§ **STATED PROBLEM**: Please count the lines in the records below that contain the string "coat", treating uppercase and lowercase as different. Give only the number.

§ **RECORDS SUPPLIED**:
** START **

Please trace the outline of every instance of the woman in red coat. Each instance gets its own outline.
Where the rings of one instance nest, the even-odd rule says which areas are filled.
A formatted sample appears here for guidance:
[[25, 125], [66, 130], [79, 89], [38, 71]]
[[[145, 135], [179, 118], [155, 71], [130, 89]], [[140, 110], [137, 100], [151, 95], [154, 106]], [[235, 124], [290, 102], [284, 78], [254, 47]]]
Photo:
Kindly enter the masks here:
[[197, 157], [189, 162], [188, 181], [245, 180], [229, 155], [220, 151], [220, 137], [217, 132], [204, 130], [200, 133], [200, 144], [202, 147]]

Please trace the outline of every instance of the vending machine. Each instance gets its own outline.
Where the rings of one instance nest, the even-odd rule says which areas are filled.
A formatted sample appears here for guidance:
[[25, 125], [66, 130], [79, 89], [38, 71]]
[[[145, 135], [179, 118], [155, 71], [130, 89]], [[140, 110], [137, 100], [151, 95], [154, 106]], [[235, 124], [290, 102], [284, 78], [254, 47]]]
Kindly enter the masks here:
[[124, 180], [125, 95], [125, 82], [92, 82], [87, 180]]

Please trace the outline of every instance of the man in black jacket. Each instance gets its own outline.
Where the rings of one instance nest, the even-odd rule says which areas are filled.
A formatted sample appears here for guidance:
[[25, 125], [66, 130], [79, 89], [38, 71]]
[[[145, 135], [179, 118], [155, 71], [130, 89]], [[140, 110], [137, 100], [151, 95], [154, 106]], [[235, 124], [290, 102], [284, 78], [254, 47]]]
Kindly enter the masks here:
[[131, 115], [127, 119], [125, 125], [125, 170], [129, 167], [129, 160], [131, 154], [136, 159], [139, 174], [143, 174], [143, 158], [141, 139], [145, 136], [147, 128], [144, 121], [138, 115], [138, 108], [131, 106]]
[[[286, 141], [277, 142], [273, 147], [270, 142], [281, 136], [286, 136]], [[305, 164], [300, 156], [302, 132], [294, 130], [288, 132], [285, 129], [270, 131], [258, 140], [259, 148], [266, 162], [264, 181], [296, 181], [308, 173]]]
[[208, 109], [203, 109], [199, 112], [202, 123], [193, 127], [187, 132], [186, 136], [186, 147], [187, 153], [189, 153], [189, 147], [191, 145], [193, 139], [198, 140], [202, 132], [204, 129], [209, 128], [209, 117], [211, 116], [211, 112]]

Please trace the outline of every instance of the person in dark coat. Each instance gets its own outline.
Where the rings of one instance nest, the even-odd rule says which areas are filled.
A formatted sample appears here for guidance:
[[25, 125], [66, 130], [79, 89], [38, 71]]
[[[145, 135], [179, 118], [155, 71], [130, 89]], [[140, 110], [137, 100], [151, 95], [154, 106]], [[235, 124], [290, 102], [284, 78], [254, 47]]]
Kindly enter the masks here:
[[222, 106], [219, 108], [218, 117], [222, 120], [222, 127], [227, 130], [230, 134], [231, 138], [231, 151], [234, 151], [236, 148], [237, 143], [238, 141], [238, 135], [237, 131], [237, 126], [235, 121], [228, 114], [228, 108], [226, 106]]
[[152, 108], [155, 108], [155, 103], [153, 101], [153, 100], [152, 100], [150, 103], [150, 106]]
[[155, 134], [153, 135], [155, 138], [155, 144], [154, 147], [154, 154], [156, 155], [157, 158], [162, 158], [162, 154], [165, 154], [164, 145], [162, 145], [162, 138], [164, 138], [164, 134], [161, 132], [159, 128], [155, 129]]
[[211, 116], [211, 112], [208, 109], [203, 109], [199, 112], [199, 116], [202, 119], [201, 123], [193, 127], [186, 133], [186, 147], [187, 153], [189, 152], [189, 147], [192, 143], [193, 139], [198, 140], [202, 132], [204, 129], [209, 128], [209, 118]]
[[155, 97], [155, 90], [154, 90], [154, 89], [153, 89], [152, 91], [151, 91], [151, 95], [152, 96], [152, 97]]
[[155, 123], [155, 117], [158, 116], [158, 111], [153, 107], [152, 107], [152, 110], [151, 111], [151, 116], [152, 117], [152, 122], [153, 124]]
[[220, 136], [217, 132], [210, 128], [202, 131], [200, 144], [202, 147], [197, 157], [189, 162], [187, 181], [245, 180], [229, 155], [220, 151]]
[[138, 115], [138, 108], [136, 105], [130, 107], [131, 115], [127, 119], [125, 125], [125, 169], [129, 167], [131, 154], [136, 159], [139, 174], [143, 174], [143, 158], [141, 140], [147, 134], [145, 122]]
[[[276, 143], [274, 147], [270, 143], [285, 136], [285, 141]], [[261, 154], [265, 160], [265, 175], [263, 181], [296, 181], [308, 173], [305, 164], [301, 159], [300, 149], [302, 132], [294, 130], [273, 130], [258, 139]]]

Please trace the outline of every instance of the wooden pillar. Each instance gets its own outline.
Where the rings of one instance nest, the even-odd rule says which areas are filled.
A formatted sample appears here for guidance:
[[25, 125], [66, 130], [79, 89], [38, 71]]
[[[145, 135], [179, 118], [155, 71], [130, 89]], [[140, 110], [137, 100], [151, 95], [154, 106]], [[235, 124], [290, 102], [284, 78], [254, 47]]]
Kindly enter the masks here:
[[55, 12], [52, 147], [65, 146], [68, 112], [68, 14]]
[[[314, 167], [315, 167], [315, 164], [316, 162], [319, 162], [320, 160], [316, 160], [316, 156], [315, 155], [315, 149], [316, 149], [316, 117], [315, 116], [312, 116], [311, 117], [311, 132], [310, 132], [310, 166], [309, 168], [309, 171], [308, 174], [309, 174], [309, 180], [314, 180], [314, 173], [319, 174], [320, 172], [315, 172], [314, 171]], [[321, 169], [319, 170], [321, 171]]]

** END **

§ **ANSWER IN FULL**: 2